- _What you should do_
Reproduce only this part of the listing: the line with "cow head, imagine", plus every line after it through the last.

- _Source records_
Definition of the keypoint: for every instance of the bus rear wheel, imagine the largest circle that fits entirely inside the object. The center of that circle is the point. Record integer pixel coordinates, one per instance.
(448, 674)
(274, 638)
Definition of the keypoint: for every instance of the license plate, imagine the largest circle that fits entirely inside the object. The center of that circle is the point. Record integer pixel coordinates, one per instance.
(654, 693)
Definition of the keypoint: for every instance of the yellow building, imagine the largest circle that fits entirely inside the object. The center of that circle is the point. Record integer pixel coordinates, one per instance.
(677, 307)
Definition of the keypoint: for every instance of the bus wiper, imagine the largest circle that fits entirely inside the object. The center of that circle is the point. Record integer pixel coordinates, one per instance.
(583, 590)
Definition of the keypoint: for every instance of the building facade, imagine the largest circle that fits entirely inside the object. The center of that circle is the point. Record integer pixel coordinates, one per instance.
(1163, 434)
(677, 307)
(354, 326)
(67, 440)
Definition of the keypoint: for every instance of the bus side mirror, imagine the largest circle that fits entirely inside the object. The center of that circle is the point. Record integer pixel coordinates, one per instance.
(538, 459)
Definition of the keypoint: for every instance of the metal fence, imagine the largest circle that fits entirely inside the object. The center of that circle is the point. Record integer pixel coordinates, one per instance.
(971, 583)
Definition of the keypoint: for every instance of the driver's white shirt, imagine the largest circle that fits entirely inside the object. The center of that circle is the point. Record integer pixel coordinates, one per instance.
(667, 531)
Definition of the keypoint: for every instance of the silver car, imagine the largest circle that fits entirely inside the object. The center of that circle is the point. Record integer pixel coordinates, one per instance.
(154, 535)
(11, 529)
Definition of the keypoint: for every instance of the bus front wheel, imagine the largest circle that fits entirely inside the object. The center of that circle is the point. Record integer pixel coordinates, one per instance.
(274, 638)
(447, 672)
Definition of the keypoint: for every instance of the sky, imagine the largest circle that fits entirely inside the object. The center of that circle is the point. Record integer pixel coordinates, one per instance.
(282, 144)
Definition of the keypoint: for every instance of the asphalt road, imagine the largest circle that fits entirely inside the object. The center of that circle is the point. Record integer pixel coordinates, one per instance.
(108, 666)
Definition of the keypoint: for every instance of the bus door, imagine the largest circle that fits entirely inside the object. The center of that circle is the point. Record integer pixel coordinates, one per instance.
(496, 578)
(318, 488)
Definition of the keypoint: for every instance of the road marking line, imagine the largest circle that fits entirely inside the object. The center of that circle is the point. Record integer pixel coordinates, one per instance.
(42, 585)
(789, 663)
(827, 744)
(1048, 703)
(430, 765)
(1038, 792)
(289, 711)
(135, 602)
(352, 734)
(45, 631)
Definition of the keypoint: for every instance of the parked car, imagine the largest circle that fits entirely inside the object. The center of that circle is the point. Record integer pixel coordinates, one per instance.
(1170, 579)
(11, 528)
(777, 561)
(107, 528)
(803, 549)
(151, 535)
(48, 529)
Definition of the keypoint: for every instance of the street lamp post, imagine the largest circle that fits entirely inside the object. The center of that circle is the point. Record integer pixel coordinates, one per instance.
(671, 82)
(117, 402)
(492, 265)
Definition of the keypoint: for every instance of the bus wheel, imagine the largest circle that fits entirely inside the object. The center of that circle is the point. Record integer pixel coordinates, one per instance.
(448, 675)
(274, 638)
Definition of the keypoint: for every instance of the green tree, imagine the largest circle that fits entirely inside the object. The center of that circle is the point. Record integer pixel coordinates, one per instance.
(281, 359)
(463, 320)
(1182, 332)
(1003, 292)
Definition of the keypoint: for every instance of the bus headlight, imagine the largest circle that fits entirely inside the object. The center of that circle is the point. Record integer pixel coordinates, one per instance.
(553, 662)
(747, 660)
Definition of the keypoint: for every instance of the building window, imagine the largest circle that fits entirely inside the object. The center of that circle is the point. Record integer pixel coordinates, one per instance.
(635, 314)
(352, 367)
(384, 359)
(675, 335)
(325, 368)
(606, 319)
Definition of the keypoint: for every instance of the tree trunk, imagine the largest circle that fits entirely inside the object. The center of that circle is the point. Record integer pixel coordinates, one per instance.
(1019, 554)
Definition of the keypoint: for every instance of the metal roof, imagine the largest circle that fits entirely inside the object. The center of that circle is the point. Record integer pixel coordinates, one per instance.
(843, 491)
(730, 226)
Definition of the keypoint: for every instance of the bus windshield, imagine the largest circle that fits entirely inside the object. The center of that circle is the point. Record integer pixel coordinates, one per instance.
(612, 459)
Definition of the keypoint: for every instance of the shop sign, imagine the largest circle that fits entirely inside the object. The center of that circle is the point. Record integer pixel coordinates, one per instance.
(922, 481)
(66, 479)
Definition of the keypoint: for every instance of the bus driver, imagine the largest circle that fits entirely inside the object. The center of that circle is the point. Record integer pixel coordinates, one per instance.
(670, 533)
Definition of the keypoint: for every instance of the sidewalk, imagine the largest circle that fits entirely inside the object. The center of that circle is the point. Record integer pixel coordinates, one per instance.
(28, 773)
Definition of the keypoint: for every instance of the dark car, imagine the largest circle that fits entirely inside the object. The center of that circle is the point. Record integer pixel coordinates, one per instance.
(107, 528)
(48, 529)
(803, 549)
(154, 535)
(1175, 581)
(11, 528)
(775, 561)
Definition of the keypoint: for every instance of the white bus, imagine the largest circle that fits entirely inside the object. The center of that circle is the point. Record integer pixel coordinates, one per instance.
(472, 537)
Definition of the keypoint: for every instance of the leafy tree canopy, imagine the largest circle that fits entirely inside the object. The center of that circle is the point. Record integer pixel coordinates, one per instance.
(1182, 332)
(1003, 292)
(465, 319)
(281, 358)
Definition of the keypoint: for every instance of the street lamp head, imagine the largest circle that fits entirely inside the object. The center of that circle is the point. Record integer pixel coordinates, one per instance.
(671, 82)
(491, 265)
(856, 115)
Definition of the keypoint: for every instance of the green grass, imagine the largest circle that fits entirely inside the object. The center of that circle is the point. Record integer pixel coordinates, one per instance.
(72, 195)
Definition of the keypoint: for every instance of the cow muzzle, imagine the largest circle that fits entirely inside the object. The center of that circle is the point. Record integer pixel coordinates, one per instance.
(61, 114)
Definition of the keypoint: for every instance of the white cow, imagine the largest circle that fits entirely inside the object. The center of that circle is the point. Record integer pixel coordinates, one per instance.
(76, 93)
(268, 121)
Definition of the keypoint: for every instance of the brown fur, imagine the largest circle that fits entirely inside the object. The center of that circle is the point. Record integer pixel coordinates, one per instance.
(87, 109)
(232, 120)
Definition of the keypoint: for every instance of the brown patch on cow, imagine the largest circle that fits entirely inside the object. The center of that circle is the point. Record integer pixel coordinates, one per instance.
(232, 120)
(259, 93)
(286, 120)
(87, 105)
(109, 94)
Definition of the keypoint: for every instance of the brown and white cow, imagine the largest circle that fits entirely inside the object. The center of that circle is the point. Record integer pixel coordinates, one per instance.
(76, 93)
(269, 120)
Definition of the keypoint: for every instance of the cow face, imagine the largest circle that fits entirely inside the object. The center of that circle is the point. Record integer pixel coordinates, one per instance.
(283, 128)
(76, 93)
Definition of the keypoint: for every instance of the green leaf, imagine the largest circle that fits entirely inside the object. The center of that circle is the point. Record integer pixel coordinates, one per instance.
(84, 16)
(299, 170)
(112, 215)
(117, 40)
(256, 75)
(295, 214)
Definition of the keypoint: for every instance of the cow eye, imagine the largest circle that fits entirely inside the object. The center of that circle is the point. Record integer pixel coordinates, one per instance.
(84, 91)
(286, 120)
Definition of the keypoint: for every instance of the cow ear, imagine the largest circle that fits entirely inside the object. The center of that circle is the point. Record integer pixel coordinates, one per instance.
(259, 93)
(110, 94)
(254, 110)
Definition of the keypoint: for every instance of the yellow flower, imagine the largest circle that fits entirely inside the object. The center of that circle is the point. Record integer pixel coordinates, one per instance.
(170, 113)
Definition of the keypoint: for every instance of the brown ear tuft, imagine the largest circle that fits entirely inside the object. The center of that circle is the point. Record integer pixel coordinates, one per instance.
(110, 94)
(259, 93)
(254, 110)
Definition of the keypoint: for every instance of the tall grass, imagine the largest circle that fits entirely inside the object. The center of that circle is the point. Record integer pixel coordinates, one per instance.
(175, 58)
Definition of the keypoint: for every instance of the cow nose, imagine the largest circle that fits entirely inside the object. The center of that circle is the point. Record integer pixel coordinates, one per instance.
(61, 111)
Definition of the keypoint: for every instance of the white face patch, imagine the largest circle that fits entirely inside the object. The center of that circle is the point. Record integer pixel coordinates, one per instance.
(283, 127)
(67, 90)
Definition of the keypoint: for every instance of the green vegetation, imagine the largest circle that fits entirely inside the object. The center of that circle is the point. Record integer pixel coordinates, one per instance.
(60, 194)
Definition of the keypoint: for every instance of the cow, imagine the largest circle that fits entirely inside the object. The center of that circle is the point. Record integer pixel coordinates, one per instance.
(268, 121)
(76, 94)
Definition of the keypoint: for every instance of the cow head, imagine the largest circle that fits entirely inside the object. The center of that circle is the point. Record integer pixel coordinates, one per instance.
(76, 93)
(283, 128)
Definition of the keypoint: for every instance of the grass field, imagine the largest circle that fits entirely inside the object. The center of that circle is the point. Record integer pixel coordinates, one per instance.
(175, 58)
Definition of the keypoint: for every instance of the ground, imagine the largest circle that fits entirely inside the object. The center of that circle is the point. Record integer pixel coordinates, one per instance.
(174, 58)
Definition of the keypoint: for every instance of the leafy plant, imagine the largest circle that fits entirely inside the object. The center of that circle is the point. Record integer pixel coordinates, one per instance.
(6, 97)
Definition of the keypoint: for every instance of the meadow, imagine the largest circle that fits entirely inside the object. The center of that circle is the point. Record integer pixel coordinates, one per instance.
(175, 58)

- _Written answer_
Definition of the keypoint: for every instance of the cow head, imagine the largest circle that fits entirely inside the object. The center of that circle is the point. Record integer pixel coordinates, one per instance.
(76, 93)
(283, 128)
Definition of the keypoint: for every instance of the grass field, imagine the largest circle that fits entirely inside the object. The center of that circle is the point. Record integer pixel coordinates, one per instance.
(175, 58)
Definition of the keypoint: for every instance of the ground, imagine the largest circle that fits entirely inside the object. The center of that circle is the point. Record integer pixel coordinates, one per instance.
(174, 58)
Definition of the keypoint: for every instance of the leafy plant, imagine the largest circle that fits entirely inside the object. The center of that circle is the point. Record integer pixel coordinates, one per instance.
(6, 97)
Definition of the keypoint: for every instance of the meadow, imagine the largest circle that fits entirely inside the object. The center of that circle is the point. Record integer pixel coordinates, one per instance.
(175, 58)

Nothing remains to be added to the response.